→ **ENTRIES SUPPLIED**
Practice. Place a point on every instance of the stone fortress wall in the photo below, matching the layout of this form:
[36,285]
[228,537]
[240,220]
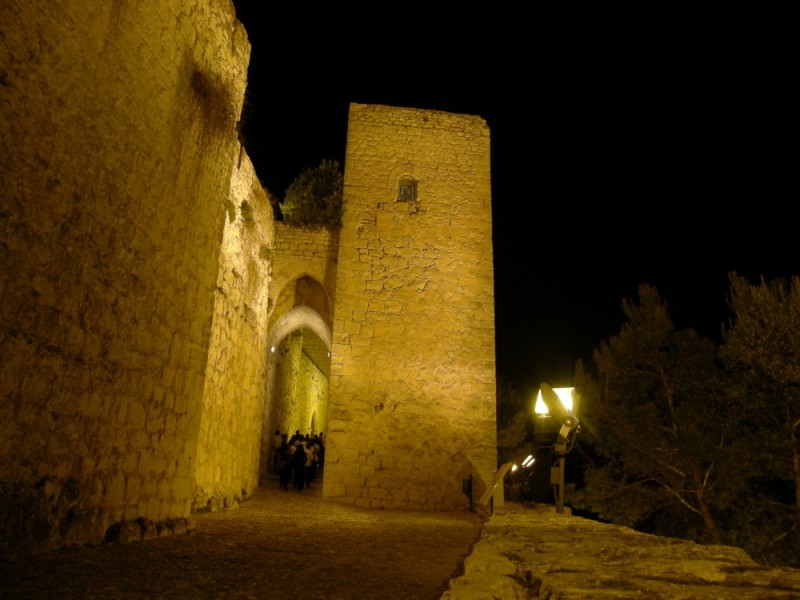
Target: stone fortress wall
[144,284]
[228,455]
[412,388]
[117,146]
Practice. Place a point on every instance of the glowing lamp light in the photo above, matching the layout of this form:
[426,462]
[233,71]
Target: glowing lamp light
[564,394]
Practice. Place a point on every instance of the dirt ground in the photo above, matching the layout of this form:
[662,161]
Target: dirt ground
[278,544]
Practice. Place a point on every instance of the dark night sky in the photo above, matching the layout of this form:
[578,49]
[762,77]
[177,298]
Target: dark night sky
[668,156]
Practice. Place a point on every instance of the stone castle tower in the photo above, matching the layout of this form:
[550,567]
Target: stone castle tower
[412,385]
[144,286]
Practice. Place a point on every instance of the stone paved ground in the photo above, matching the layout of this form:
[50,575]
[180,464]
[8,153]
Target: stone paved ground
[292,545]
[279,544]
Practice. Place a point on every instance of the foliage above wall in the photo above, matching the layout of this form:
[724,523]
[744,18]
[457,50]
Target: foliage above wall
[314,198]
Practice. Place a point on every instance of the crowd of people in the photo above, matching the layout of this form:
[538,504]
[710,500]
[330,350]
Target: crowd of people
[297,460]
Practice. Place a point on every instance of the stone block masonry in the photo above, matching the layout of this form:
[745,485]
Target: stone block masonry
[117,144]
[228,454]
[412,387]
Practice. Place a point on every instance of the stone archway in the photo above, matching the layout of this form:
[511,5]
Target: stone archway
[298,368]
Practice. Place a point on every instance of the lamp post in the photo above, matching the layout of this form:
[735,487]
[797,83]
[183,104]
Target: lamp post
[558,404]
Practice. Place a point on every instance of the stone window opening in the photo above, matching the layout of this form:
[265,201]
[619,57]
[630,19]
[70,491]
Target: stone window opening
[407,189]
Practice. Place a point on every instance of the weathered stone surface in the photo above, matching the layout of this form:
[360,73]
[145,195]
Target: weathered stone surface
[412,387]
[530,551]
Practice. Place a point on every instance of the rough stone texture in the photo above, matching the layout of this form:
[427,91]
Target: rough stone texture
[301,398]
[412,388]
[117,143]
[530,551]
[296,545]
[300,255]
[302,293]
[228,455]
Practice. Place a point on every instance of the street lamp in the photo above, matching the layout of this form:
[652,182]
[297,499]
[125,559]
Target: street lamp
[558,404]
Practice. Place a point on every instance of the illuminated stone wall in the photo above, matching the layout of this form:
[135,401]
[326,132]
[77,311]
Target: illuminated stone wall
[412,388]
[233,403]
[301,399]
[117,144]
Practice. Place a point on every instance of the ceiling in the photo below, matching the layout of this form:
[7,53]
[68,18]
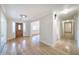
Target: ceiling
[32,10]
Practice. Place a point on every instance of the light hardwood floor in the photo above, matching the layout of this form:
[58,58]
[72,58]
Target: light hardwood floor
[33,46]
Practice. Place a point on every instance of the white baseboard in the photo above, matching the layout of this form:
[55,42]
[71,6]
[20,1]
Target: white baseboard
[46,43]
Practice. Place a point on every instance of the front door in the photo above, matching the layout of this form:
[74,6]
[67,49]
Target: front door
[19,30]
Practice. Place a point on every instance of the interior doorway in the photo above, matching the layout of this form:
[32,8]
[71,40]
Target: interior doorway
[19,30]
[35,28]
[3,31]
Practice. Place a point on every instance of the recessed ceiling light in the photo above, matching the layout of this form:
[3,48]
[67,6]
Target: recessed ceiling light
[65,11]
[23,16]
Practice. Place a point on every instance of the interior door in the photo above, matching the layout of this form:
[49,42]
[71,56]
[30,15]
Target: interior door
[19,30]
[3,31]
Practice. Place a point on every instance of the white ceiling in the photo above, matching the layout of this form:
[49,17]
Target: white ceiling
[32,10]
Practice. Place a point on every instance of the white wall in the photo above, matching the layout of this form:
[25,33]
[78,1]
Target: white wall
[77,31]
[27,29]
[46,29]
[11,35]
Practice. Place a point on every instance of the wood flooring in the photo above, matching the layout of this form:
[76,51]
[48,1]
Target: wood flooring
[33,46]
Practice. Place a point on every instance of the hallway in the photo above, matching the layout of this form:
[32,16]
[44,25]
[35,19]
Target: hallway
[32,46]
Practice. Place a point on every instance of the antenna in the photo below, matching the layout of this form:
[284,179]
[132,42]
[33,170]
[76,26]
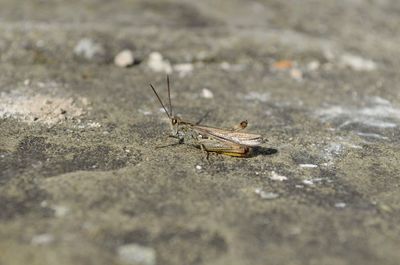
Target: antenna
[169,97]
[159,99]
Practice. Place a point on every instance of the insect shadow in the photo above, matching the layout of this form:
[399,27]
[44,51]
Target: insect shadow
[263,151]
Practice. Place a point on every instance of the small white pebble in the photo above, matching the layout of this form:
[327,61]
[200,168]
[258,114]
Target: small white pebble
[88,49]
[308,165]
[137,254]
[206,93]
[308,182]
[340,205]
[266,195]
[225,66]
[124,58]
[42,239]
[183,69]
[276,176]
[313,65]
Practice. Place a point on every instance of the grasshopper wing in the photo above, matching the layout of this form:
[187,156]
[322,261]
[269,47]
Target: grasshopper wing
[247,139]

→ **EXERCISE INSTRUCTIONS**
Leave the pictures out and output the rest of the listing exactly.

→ **OUTPUT**
Practice. Place a point on every instance of the stone fortress wall in the photo below, matching the layout of this form:
[36,285]
[228,537]
[240,220]
Target: stone fortress wall
[144,284]
[228,455]
[412,388]
[117,146]
Practice. Place a point on every instance of the glowing lamp light in the photo above, matching the layout of this form:
[426,462]
[233,71]
Target: glowing lamp light
[564,394]
Practice. Place a point on every instance of the dirt ground in the photo above, matching the layout of this form:
[662,161]
Target: dirt ground
[278,544]
Practice. Place a point on every instance of the dark night sky in the photo above, matching the layout of this form:
[578,49]
[762,77]
[177,298]
Target: dark night sky
[668,156]
Practice. Place a point on every instance of the stone castle tower in the photo above, matching the layout of this form:
[550,567]
Target: stone castle tower
[412,385]
[144,286]
Practice. Place a point on every instance of the stone paved ground in the photo above, matching the layout of this form:
[50,575]
[180,464]
[8,153]
Target: stone paved ground
[292,545]
[279,544]
Practice. Place a point on every instance of the foliage above wall in the photo above, matching the layout of this form:
[724,523]
[744,18]
[457,50]
Target: foliage above wall
[314,198]
Practice. Place a point on every instance of the crowd of people in the photo above, matching the layout of this form:
[538,504]
[710,500]
[330,350]
Target: crowd of people
[297,460]
Practice. Place a point on every instance of the stone block masonry in the photo above, matching the layout of this form:
[745,485]
Target: stone block masonry
[117,144]
[228,454]
[412,387]
Practice. Place a point on every instance of the stone archway in the photo above, matching the layout of this form:
[511,5]
Target: stone archway
[298,368]
Practice. Place a point on every instance of the lamp post in the photo above, matching the layout of this form:
[735,487]
[797,83]
[183,104]
Target: lamp post
[558,404]
Practice. Place a point on every instance of the stone window opening in the photo above, matching the layout of this form:
[265,201]
[619,57]
[630,19]
[70,491]
Target: stone window opening
[407,189]
Practice. Place a point on every instance of the weathered stone surface in the photo above, matching the layout of this form:
[360,73]
[145,195]
Target: weathered stone surface
[412,387]
[530,551]
Practice. Place a point on every instance of the rough stone texture in the photo above, matching the layout of this form:
[427,91]
Target: rough stone texture
[301,398]
[412,388]
[117,143]
[530,551]
[296,545]
[300,255]
[302,293]
[228,455]
Practice. Place a point on every instance of the street lamp in the photo above, matching the layout of this form:
[652,182]
[297,499]
[125,559]
Target: street lamp
[558,404]
Practice. Place a point on every instance of the illuminated stone wall in the photo above, matching the layout of this form:
[135,401]
[326,132]
[77,311]
Target: illuminated stone wall
[412,388]
[233,403]
[301,399]
[117,144]
Practice. Place a point on every instance of the ceiling in the photo below, matching the layout of this form:
[7,53]
[68,18]
Target: ceiling
[32,10]
Practice. Place a point on every instance of the light hardwood floor in the photo above, matching the layout of this form:
[58,58]
[72,58]
Target: light hardwood floor
[33,46]
Practice. Place a point on every instance of the white baseboard in the photo above, matching the layout of this form:
[55,42]
[71,6]
[20,1]
Target: white baseboard
[46,43]
Practice. Place a point on every instance of the front door in the photo above, matching the layout of this form:
[74,6]
[67,49]
Target: front door
[19,30]
Practice. Place a point on every instance of the interior doorway in the photo above, matching the layout of this form:
[32,8]
[71,40]
Target: interior doorway
[19,30]
[35,28]
[3,31]
Practice. Place a point on every instance of the recessed ceiling light in the photo above, matching the layout of this form:
[3,48]
[67,6]
Target: recessed ceiling light
[65,11]
[23,16]
Practice. Place a point on every instance of the interior door in the photo above, matching the layout of this form:
[49,42]
[71,56]
[30,15]
Target: interior door
[19,30]
[3,31]
Practice. Place a point on every instance of the white ceiling in the photo above, matching the layout of this form:
[49,17]
Target: white ceiling
[32,10]
Practice. Place a point on every instance of the white wall in the photo above, matching the layout of this form:
[25,33]
[78,1]
Target: white wall
[77,31]
[27,29]
[46,29]
[11,35]
Practice. Place a point on every instance of the wood flooring in the photo above, matching the layout of this form:
[76,51]
[48,1]
Target: wood flooring
[33,46]
Practice. Place a point on every instance of the hallway in the photo above, matching the layout of this form:
[32,16]
[44,25]
[35,19]
Target: hallway
[32,46]
Practice. Place a point on every instance of the antenna in the photo below, matching the layout of this form:
[284,179]
[132,42]
[33,170]
[76,26]
Target: antenna
[169,97]
[159,99]
Practice. Place a point on every instance of the insect shadow in the photo above, matching the layout of this form:
[399,27]
[44,51]
Target: insect shadow
[263,151]
Practice. Place a point on every instance of the small white pebble in the photo above, matching the layout of this form:
[327,61]
[200,168]
[258,114]
Target: small white pebble
[88,49]
[308,165]
[137,254]
[206,93]
[308,182]
[340,205]
[266,195]
[225,66]
[124,58]
[42,239]
[183,69]
[276,176]
[313,65]
Practice. Place a point on every instance of the grasshopper wing in the photo above, matching the layout of this form:
[187,156]
[322,261]
[269,47]
Target: grasshopper wing
[247,139]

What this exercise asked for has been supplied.